======== Selected passage

Do you have any great case studies that immediately spring to mind or can you tell me what your most satisfying day at work has been since becoming a vanguard? Although these were on two different days, they relate to the same thing, which is being able to hear and show others how the work we are doing is making a difference to some of the most vulnerable people who live in our care homes. The day that our Governing Body heard a patient story, illustrating the impact of the Dementia Outreach Team (http://www.nottinghamcity.nhs.uk/images/stories/docs/GoverningBody/2016-17/June2016/203a_16_Patient_Story.pdf) and the day that the Care Homes Nursing Team gave a presentation about how they were able to support a person to live independently was both inspirational and quite humbling.

What do you think has been the most difficult challenge or barrier to overcome? The workforce issues are difficult to address – they extend far beyond the care home setting but are especially pressing there. Our providers tell us that Nottingham City has particular difficulties with staff turnover (both professional and non-professional), reliance on agency nurses, and leadership continuity. However, we are also finding that posts that are linked to the Vanguard or which describe Vanguard innovation are seeing a higher than usual level of interest. And we are part of a regional Nursing Supply and Demand Group so care homes are (for example) part of bids for Nursing Associate pilots. We are also linking up work around home care and care homes so that standards and training for non-professional staff can be aligned as far as possible.

Vanguards are leading on developing new care models that will act as blueprints for the future of the health and care system in England. What advice would you give to anyone looking to adopt your new care model? Reassess and simplify your contracting arrangements. The care home sector is already complex enough; we should not add layers of contractual complication which can detract from quality of care.

Fundamental to our care model has been the shared contract for care homes which we have with the local authority. It has meant a reduction in compliance work for the care homes, a reduction in duplication for us, and we now share contractual and oversight mechanisms. We use the NHS contract, which from our perspective as a CCG is ideal. We have also developed our own quality assurance tool, called iCare. The arrangement has proven so successful that the surrounding CCGs have also taken up this model. We are now thinking about how we can better commission in-reach services for care homes, with the aim of simplifying these arrangements too.

================
======== Supplied entries

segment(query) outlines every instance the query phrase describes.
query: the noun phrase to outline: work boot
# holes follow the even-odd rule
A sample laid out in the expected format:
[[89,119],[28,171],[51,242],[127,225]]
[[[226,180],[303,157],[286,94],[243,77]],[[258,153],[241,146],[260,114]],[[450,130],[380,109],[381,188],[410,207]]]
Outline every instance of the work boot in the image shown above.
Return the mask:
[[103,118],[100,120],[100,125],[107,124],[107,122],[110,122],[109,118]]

================

Action item A
Translate this sentence from the care homes vanguard interview into Spanish: "Reassess and simplify your contracting arrangements."
Action item B
Repeat the passage of the care homes vanguard interview that begins at the words "What do you" and stops after "far as possible.".
Action item C
Pick up the care homes vanguard interview after its last sentence and carry it further.
The entries are separate material and have no connection to the care homes vanguard interview.

Final answer A
Reevalúe y simplifique sus acuerdos de contratación.

Final answer B
What do you think has been the most difficult challenge or barrier to overcome? The workforce issues are difficult to address – they extend far beyond the care home setting but are especially pressing there. Our providers tell us that Nottingham City has particular difficulties with staff turnover (both professional and non-professional), reliance on agency nurses, and leadership continuity. However, we are also finding that posts that are linked to the Vanguard or which describe Vanguard innovation are seeing a higher than usual level of interest. And we are part of a regional Nursing Supply and Demand Group so care homes are (for example) part of bids for Nursing Associate pilots. We are also linking up work around home care and care homes so that standards and training for non-professional staff can be aligned as far as possible.

Final answer C
How are you sharing learning? The Care Homes Vanguard sites work closely together to test, evaluate and share with one another. That learning is captured in the Framework for Enhanced Health in Care Homes, which the New Care Models team at NHS England published on 29 September 2016. Locally, we are sharing our learning through our STP plans – we have 5 Vanguards in the Nottinghamshire STP footprint – and we are sharing tools and resources with a large number of interested parties nationally. We are very open to sharing – please do get in touch.

What do you think your vanguard and the service it delivers will look like in 12 months’ time? In 12 months’ time I think the care homes Vanguard will be focused on mainstreaming the most successful of its workstreams and delivering services in line with the care home framework published on 29 September 2016.

From your work so far, what's your one top tip (or learning) that you could share right now with us that we could learn from and implement within our work areas? The care home sector is very varied, so one size fits all approaches are even less appropriate than usual. Work closely with your care home providers, with staff at all levels. Develop engagement mechanisms that work for them; be prepared to go to them rather than expecting them to come to you; listen, learn and respond.